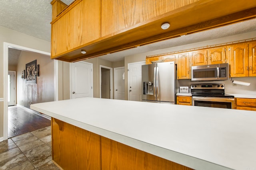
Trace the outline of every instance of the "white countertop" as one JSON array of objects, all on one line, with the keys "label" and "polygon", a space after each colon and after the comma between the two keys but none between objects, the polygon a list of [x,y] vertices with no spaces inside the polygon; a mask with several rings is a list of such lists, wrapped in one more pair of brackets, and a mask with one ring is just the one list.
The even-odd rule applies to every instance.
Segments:
[{"label": "white countertop", "polygon": [[256,99],[256,94],[238,94],[237,93],[227,93],[227,94],[234,96],[236,98],[249,98]]},{"label": "white countertop", "polygon": [[176,96],[192,96],[192,94],[190,93],[177,93]]},{"label": "white countertop", "polygon": [[256,112],[84,98],[32,109],[197,170],[256,170]]}]

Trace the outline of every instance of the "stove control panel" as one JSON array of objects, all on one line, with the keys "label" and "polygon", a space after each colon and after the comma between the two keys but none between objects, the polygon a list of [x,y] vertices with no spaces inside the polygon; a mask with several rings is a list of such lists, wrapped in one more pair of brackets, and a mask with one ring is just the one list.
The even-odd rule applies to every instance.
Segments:
[{"label": "stove control panel", "polygon": [[191,89],[225,89],[224,84],[191,84]]}]

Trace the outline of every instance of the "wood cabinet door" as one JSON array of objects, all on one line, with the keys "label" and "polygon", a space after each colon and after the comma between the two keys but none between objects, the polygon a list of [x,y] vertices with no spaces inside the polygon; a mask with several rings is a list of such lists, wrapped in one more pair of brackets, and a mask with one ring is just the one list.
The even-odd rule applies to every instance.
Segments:
[{"label": "wood cabinet door", "polygon": [[198,0],[102,0],[102,37]]},{"label": "wood cabinet door", "polygon": [[164,62],[168,62],[170,61],[174,61],[175,64],[176,63],[176,55],[166,55],[162,56],[162,59]]},{"label": "wood cabinet door", "polygon": [[51,57],[67,51],[67,16],[64,15],[52,24]]},{"label": "wood cabinet door", "polygon": [[248,76],[248,44],[233,45],[230,49],[230,76]]},{"label": "wood cabinet door", "polygon": [[256,76],[256,42],[249,44],[249,76]]},{"label": "wood cabinet door", "polygon": [[226,63],[226,47],[214,48],[208,50],[208,64]]},{"label": "wood cabinet door", "polygon": [[207,64],[207,51],[199,50],[192,52],[192,66]]},{"label": "wood cabinet door", "polygon": [[153,57],[152,57],[146,58],[146,64],[152,64],[152,63],[151,63],[151,61],[156,61],[158,60],[160,60],[160,59],[161,59],[161,57],[160,56]]},{"label": "wood cabinet door", "polygon": [[190,78],[190,69],[189,64],[189,53],[178,55],[178,79]]}]

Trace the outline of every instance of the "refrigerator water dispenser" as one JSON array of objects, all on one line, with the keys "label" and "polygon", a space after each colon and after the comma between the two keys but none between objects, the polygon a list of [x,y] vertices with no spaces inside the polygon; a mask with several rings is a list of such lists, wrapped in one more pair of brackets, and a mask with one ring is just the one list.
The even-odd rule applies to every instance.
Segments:
[{"label": "refrigerator water dispenser", "polygon": [[143,82],[143,94],[154,94],[153,83],[150,82]]}]

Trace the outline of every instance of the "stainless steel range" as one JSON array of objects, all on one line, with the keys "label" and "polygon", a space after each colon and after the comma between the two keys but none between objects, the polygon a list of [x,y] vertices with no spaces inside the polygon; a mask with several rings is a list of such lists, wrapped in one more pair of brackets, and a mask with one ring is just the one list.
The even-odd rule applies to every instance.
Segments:
[{"label": "stainless steel range", "polygon": [[192,106],[234,109],[234,96],[225,94],[224,84],[191,84],[191,89]]}]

PROBLEM: Please pull out each line of the records above that contains the string "stove", where case counts.

SOLUTION TO THIS EXERCISE:
Trace the outline of every instance of the "stove control panel" as one JSON array of objects, all on one line, with the keys "label" and "polygon", a space after each colon and after the comma between the two keys but none between objects, the polygon a list of [x,y] vertices with no spaces inside the polygon; a mask with several rings is a list of such lists, wrapped in one more pair of brackets, and a mask with one ring is just the one list.
[{"label": "stove control panel", "polygon": [[191,89],[225,89],[224,84],[191,84]]}]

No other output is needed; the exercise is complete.